-------- SUPPLIED DATA --------

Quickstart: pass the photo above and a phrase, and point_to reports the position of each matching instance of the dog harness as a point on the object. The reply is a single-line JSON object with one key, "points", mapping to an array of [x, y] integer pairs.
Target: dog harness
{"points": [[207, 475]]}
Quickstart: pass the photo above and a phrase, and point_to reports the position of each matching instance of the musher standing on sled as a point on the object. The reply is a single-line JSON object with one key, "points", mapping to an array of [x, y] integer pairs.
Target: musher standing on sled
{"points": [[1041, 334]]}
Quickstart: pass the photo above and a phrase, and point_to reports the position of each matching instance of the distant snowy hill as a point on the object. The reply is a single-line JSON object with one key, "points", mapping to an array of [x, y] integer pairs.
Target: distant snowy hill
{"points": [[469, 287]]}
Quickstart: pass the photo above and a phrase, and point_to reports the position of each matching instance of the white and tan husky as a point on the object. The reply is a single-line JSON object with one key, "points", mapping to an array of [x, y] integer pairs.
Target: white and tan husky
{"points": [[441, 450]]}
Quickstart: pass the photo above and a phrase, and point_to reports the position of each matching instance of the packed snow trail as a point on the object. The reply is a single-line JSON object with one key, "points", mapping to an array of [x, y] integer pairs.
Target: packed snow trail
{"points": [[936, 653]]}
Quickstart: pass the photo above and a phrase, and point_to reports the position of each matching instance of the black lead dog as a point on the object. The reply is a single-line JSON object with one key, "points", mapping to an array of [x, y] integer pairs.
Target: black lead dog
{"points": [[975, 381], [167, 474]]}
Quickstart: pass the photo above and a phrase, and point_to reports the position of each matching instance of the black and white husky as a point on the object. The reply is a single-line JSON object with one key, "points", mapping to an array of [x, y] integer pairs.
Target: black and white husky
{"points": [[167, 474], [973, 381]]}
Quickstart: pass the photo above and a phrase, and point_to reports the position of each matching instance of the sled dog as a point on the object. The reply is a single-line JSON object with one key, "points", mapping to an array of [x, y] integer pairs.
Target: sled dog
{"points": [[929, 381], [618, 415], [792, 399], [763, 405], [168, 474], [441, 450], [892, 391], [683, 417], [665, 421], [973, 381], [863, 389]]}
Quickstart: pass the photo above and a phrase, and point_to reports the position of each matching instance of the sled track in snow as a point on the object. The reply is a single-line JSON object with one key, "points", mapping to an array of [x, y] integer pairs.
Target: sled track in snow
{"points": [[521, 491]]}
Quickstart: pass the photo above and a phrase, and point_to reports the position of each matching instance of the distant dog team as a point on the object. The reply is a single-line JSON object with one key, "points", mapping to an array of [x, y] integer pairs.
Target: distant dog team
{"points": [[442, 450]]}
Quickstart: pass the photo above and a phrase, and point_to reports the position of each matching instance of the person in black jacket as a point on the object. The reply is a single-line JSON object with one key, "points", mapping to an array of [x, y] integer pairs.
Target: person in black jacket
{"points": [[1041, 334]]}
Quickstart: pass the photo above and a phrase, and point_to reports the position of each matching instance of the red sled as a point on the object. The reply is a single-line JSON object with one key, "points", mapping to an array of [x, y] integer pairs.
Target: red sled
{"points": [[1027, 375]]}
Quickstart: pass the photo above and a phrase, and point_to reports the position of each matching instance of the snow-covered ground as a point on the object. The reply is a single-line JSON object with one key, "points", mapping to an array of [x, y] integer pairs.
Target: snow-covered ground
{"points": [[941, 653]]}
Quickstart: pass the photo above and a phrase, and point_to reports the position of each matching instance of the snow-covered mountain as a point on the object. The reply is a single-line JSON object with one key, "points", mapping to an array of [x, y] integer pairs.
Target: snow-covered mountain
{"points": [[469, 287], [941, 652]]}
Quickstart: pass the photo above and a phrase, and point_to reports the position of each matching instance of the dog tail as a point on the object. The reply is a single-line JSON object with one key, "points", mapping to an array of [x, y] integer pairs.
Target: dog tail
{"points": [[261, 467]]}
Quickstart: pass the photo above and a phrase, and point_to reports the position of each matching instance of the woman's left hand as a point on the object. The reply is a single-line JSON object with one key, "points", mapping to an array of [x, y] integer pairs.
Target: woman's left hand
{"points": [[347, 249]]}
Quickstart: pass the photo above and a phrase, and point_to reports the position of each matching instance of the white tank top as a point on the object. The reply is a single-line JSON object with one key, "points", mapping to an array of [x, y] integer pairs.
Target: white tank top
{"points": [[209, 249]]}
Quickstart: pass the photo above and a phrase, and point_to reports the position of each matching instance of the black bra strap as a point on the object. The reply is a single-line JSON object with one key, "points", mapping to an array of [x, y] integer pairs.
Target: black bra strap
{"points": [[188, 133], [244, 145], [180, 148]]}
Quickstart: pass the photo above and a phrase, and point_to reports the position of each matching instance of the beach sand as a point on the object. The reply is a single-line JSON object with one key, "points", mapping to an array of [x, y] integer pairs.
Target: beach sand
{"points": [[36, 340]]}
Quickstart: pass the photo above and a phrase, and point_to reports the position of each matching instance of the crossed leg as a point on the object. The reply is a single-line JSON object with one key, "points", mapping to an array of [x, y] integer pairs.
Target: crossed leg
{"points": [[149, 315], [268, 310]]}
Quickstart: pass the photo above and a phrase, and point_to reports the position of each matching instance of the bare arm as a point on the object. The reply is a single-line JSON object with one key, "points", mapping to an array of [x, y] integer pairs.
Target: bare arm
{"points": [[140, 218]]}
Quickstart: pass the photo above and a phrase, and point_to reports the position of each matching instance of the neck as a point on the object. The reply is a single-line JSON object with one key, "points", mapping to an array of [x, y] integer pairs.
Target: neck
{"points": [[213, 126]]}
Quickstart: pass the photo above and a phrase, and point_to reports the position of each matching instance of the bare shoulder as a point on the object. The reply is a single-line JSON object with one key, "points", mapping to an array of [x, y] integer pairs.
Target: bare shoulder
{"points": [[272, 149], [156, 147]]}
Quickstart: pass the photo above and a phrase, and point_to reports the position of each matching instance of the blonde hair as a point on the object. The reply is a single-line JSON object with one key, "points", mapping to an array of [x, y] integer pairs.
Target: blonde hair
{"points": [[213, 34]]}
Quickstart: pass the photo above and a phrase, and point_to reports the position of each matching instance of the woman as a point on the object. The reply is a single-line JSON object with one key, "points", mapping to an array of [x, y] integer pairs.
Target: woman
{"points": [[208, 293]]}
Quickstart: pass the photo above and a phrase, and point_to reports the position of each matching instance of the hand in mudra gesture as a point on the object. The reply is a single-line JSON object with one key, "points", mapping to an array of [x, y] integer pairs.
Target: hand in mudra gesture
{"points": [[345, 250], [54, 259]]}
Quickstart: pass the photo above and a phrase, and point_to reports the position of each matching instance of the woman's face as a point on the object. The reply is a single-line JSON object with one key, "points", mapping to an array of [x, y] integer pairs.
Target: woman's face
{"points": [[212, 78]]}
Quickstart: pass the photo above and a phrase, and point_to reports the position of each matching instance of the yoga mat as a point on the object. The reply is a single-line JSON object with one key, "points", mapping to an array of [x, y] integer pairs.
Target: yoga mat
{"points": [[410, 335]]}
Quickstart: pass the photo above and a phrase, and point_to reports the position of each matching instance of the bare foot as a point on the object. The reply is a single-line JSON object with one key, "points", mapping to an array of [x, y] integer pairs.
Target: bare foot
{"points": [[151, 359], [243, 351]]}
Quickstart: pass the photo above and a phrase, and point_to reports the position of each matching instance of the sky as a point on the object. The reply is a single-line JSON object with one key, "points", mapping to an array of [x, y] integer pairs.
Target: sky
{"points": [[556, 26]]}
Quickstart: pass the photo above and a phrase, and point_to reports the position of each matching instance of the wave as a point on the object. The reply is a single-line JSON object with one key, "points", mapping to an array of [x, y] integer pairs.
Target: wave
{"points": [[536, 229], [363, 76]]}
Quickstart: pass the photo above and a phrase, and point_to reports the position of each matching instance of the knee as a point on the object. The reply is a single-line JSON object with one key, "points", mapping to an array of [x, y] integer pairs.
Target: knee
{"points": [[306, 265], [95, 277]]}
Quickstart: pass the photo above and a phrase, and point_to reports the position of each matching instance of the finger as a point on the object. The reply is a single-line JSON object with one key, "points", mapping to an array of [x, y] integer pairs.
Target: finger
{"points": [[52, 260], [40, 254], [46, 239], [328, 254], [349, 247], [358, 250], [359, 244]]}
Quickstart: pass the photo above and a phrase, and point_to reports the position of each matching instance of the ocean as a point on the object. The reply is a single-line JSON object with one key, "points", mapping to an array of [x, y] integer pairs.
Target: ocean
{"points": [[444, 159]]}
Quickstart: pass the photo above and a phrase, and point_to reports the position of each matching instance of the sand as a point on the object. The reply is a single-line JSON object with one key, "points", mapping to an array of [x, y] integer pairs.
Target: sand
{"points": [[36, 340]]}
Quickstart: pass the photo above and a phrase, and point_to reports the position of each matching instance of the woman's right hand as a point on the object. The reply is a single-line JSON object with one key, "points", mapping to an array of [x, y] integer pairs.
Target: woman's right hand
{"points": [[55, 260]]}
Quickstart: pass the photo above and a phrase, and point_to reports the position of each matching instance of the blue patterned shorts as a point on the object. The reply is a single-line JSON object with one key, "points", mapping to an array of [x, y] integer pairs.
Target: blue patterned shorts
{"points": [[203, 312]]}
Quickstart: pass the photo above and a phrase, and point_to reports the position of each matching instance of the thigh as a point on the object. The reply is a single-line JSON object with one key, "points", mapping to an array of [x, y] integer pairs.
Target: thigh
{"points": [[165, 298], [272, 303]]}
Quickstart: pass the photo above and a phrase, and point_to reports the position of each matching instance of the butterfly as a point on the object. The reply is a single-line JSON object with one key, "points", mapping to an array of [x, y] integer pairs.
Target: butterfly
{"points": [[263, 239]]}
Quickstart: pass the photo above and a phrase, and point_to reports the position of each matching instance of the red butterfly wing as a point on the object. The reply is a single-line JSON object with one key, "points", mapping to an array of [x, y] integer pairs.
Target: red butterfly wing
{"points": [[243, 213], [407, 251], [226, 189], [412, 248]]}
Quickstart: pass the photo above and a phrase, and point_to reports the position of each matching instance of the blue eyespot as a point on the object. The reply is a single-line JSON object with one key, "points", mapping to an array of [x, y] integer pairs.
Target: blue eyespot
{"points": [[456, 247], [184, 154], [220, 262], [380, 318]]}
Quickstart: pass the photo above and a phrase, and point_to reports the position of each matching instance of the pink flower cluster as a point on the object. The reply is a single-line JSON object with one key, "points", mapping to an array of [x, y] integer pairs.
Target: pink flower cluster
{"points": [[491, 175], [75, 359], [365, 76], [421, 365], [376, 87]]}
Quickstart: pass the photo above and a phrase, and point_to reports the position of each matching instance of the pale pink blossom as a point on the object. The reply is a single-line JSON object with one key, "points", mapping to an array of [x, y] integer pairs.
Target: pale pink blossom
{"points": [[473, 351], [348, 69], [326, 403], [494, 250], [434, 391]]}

--------

| PROBLEM |
Of all the entries above, retype exactly the lines from the line with "Target: yoga mat" to the line with "of the wave", both included, and no others.

| PROBLEM SOLUTION |
Target: yoga mat
{"points": [[410, 335]]}
Quickstart: pass the photo above and a phrase, and point_to reports the position of each matching instance of the bare foot as a point on the object. The reply is a single-line JSON object with one key, "points", mapping to an array of [x, y] integer pairs.
Target: bare foot
{"points": [[151, 359], [243, 351]]}
Quickstart: pass the photo above and a phrase, and point_to reports the position of each matching instance of the sky as a point on the object. The reply is a single-line JSON object with one key, "points", mapping to an array of [x, y] integer pairs.
Target: sky
{"points": [[556, 26]]}
Quickstart: pass the photo above and a phrase, and point_to reports the position of each matching instance of the wave as a point on the object. The reply is a single-line JSON object with one key, "points", mapping to an array of [x, y] integer pairs.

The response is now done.